— START OF Recorded data —

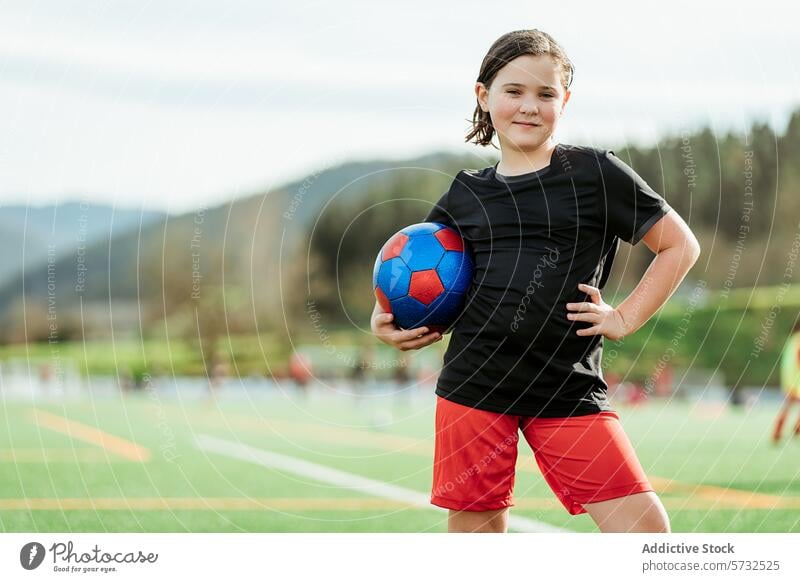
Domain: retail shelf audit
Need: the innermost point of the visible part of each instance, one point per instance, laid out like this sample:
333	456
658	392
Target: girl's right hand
383	327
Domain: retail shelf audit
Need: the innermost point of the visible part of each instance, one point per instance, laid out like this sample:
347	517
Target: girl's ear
482	93
567	95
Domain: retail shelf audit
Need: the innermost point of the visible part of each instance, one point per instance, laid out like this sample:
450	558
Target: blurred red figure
790	382
300	370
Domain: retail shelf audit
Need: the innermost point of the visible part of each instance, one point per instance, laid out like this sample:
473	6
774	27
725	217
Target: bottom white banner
388	557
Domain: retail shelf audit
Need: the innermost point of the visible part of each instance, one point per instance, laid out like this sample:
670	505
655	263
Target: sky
176	105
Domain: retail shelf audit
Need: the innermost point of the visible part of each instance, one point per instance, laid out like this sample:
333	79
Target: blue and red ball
422	275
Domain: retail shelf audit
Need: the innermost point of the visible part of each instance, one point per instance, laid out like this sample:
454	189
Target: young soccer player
543	226
790	382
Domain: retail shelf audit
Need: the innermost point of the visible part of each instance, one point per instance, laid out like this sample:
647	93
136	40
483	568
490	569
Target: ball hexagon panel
422	252
408	311
394	278
393	246
422	228
383	301
455	271
449	239
425	286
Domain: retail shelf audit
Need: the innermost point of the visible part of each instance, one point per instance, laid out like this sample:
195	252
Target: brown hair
504	50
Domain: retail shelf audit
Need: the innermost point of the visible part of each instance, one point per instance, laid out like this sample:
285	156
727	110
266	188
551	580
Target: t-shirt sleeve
440	212
631	207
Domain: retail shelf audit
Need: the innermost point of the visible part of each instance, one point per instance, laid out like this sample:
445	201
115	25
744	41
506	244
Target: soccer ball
422	275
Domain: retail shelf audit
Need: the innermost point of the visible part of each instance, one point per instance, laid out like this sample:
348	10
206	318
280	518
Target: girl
790	382
543	226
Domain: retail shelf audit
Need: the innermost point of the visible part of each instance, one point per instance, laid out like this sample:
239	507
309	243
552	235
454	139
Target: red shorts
584	459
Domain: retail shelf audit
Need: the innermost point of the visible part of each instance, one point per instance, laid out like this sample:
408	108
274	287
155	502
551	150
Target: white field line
325	474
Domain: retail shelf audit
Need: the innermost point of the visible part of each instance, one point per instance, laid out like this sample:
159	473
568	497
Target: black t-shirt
534	237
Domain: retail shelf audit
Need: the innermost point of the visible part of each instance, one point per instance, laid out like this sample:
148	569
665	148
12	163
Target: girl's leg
797	424
494	521
639	513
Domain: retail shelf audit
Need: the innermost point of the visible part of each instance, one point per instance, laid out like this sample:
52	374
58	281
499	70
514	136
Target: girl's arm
676	251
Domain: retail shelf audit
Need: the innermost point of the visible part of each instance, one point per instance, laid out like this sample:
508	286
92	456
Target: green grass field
133	464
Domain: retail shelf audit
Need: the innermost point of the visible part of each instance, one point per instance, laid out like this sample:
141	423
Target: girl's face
525	100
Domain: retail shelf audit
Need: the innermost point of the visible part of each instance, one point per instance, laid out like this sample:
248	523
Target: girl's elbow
693	250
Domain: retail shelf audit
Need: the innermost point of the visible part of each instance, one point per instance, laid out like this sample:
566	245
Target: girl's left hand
607	320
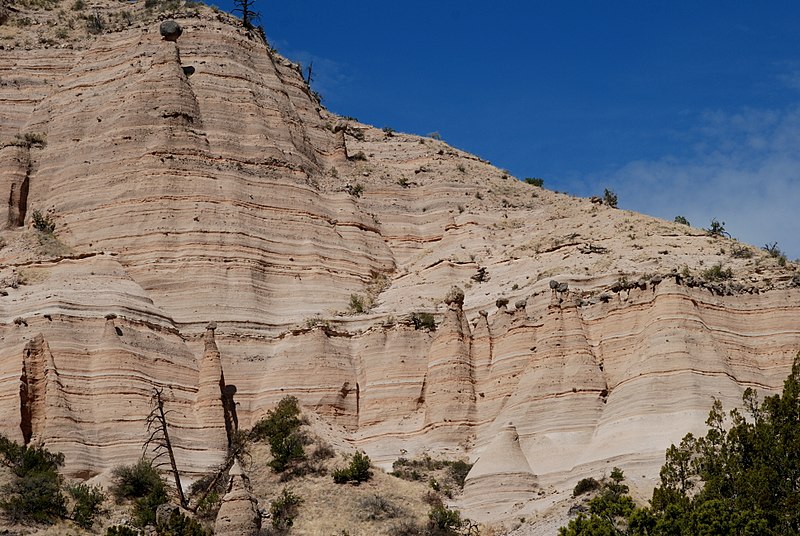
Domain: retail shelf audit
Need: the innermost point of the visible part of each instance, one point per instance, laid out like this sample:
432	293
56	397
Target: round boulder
170	30
455	296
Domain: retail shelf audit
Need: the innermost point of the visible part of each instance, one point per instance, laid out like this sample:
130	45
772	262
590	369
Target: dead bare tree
249	15
159	439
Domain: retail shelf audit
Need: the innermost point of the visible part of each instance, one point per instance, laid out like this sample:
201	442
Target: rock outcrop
238	515
224	197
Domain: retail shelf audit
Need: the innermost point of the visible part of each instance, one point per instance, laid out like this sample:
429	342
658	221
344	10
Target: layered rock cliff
221	236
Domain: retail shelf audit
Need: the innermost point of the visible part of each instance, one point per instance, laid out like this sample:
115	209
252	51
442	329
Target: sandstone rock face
222	197
238	515
170	30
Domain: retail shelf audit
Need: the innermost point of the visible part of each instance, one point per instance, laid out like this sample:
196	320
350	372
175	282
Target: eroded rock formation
232	196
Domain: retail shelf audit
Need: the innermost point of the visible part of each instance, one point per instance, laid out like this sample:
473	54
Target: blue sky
682	108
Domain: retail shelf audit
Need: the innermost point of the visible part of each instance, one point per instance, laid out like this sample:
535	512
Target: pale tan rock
501	476
238	515
221	197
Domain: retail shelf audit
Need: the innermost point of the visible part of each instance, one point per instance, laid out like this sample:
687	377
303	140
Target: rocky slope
220	236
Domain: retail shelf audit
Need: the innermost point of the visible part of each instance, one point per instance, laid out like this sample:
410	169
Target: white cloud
743	168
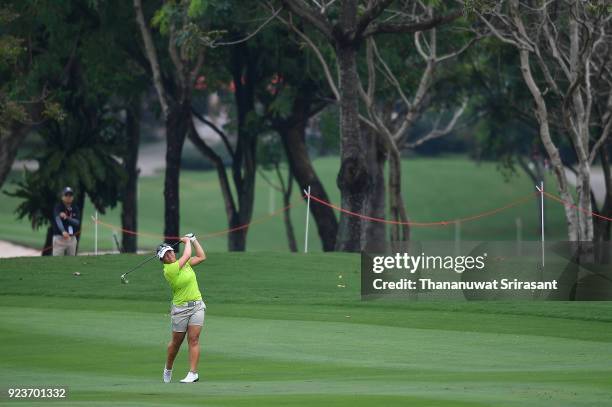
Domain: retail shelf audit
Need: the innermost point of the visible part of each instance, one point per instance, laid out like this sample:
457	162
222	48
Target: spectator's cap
162	249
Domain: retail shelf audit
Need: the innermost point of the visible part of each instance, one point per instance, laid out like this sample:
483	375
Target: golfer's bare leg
193	339
71	246
173	347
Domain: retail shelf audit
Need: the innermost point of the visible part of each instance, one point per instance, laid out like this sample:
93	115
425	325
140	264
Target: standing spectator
65	225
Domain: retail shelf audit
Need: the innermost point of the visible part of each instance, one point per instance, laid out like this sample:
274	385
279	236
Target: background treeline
265	86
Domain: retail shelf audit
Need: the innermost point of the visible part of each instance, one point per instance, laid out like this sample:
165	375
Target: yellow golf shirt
183	282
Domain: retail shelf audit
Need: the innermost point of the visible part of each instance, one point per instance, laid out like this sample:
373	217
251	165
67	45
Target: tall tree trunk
129	207
80	203
541	113
48	247
353	179
602	226
9	143
287	214
294	143
399	233
375	232
179	118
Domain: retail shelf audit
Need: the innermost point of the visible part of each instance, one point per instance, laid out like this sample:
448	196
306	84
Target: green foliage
270	152
197	8
281	105
163	17
472	7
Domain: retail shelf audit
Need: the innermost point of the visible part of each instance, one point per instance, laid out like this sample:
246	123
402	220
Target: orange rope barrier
209	235
558	199
438	223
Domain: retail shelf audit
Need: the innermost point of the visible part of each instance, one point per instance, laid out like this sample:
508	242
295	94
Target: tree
173	82
271	158
345	26
561	47
80	152
25	99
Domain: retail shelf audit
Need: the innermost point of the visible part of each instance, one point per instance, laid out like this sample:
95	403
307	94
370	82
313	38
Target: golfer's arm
200	255
74	222
186	254
58	222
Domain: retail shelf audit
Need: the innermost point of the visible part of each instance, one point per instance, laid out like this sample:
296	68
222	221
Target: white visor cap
163	249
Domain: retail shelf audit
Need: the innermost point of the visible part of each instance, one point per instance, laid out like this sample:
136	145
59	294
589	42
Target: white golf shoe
167	375
191	378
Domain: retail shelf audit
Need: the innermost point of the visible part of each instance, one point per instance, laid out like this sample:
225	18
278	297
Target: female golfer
188	309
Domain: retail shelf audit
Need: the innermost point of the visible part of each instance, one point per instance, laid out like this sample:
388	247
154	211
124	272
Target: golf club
124	280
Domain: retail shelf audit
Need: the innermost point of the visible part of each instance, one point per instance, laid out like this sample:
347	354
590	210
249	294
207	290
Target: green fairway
290	330
435	189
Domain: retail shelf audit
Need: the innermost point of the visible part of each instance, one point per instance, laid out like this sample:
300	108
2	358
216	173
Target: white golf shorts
184	315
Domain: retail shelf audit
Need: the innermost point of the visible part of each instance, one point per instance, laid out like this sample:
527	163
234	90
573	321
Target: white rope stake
541	190
307	192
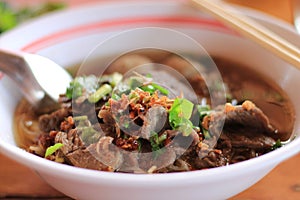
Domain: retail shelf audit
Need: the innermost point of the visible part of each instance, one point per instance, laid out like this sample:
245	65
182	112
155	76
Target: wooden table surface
19	182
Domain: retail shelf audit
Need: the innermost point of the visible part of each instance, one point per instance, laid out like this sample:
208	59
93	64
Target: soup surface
148	121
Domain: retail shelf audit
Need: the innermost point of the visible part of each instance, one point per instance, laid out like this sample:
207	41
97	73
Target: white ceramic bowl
67	37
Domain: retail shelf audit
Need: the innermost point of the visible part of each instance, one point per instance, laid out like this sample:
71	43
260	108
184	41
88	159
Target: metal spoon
40	79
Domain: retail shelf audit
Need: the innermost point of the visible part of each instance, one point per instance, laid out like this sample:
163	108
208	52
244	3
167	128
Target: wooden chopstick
252	30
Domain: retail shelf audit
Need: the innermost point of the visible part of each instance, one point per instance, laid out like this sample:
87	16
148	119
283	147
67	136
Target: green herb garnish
52	149
10	17
179	115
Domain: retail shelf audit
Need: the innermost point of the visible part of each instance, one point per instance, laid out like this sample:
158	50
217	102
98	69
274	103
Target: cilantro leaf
52	149
179	114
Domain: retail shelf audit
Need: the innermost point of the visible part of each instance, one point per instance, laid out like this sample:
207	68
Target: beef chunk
213	159
83	158
107	153
48	122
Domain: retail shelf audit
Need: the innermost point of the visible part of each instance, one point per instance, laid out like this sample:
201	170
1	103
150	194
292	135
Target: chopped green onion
52	149
203	110
179	115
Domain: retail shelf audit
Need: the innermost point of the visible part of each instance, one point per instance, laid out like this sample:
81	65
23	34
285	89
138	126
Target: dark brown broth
243	83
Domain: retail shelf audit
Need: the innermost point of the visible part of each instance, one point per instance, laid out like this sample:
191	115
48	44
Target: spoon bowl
40	79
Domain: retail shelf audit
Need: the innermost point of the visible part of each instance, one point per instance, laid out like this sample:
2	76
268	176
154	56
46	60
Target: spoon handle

— END OF Recorded data —

▶ _Aim of the exercise_:
Pull out every line of the listing that contains the string "white".

▶ _Problem solution_:
Target: bottom white banner
Target: white field line
Target: white cloud
Target: white visor cap
Target: white golf shoe
Target: white golf shorts
Target: white rope stake
Target: white ceramic bowl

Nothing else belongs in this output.